* _Task brief_
Reproduce every line of the entries below, from the line containing "Task: pick out every instance of the seated" through the end of the entries, and add 137 to each coordinate in the answer points, leaving the requests and their sample points unchanged. Leave the pictures out of your reproduction.

* _Given information_

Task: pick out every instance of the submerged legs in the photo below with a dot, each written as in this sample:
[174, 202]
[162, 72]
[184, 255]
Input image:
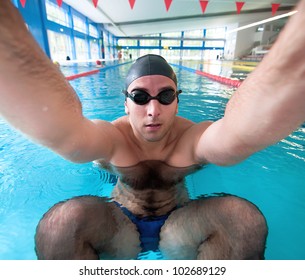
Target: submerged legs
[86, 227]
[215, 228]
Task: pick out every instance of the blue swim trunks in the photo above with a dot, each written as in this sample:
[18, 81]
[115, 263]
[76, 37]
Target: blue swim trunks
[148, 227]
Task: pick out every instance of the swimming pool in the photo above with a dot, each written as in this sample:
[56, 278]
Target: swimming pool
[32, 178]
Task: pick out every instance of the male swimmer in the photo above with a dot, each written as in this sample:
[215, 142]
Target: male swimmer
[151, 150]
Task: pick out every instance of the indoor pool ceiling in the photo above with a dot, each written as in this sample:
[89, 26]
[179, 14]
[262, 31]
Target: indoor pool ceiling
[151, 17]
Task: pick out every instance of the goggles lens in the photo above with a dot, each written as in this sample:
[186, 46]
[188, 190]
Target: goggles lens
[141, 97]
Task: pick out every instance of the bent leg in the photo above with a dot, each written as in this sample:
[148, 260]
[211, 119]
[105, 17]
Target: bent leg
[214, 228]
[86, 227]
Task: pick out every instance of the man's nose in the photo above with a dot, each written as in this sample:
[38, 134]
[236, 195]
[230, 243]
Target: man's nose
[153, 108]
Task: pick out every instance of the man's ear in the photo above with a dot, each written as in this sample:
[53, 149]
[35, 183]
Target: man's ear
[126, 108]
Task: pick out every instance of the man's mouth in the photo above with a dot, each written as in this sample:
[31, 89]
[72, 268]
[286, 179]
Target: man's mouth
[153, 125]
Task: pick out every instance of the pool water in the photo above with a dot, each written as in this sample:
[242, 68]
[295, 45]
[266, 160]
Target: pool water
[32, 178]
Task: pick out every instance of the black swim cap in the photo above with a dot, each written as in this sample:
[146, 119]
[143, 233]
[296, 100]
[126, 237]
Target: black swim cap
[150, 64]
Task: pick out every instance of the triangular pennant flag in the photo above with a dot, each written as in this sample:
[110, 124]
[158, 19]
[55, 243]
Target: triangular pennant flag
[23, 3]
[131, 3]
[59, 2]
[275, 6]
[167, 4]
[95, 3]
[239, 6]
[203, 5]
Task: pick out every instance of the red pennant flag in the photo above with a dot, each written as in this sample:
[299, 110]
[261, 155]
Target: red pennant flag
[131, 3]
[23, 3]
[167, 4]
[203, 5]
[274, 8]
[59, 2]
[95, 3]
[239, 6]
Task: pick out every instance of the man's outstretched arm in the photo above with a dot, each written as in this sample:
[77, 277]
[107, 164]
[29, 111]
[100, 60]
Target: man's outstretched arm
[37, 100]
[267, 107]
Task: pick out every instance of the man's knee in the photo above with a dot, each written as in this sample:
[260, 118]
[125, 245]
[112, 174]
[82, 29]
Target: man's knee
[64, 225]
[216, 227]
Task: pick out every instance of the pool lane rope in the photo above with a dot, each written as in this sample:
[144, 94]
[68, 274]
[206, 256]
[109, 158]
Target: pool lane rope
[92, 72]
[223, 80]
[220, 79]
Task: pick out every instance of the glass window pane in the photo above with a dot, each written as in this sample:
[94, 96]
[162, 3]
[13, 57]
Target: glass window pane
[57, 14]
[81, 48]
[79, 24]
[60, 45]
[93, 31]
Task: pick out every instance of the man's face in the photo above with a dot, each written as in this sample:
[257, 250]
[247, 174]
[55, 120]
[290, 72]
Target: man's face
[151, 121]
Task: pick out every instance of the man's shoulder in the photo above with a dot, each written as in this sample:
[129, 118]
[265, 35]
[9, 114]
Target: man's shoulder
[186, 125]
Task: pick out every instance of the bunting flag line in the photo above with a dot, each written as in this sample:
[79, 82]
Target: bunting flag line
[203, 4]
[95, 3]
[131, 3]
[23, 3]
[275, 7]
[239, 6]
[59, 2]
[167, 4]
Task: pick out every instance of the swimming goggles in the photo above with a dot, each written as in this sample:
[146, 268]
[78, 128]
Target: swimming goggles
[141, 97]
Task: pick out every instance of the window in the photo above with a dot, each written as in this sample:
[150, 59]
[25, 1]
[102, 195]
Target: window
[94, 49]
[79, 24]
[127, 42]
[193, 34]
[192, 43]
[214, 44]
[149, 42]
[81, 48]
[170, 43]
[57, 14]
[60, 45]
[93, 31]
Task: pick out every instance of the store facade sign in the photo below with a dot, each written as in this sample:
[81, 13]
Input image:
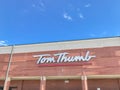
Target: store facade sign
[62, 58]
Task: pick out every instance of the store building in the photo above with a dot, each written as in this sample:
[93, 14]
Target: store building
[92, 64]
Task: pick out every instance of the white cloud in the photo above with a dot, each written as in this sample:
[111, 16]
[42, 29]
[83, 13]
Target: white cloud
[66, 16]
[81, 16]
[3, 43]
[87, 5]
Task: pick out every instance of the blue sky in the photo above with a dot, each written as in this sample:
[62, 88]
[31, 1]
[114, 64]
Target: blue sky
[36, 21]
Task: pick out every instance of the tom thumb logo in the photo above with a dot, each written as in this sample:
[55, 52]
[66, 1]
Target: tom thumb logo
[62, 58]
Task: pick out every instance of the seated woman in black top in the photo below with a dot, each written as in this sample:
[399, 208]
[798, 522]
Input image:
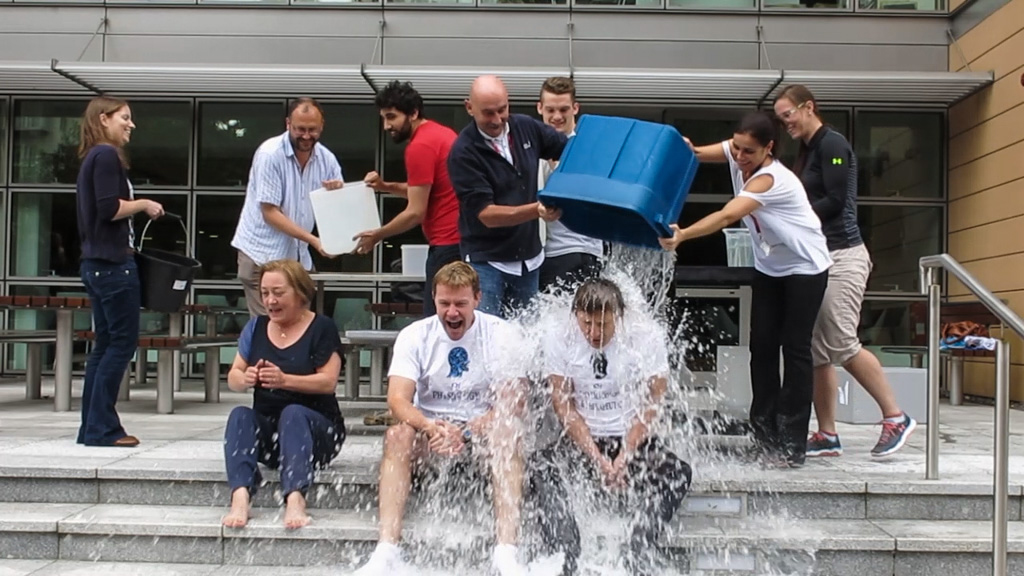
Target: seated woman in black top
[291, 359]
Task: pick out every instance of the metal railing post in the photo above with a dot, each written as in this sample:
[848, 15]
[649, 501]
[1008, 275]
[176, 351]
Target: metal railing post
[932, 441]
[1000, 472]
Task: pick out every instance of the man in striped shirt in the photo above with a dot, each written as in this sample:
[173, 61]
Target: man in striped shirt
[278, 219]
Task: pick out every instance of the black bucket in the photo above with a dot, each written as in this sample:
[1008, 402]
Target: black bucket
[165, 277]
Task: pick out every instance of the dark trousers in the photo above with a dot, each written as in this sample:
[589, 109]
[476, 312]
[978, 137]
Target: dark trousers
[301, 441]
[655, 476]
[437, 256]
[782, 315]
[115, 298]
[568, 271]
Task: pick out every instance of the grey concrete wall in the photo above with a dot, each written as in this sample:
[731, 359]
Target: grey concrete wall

* _The completed task_
Task: pick out every instance of the seated woman in black top in the photo below with a dot, each written as in this sample:
[399, 208]
[798, 522]
Input image:
Target: seated woman in black top
[428, 496]
Task: pick out every instance of the metal railing post in the photo above with a dot, each written as in this sample:
[848, 15]
[649, 501]
[1008, 275]
[176, 351]
Target: metal railing post
[1069, 578]
[1137, 609]
Task: pick out every instance of the man in striped shirt in the photo above with a dot, each written as in this sample:
[173, 61]
Target: man in striped shirt
[415, 356]
Task: pick out every instance of the black bucket in the photo above with a dot, each written as in this sample:
[1008, 402]
Target: black bucket
[302, 414]
Task: pick out every instance of the dark trousers in the photo above with a dot, each written as in this sample:
[589, 109]
[476, 312]
[978, 137]
Target: dark trousers
[438, 578]
[792, 613]
[574, 393]
[919, 452]
[252, 435]
[705, 408]
Task: pick out every instance of the grey concrete wall in the photo above with a dot, each written as in this sample:
[731, 359]
Target: grey concrete wall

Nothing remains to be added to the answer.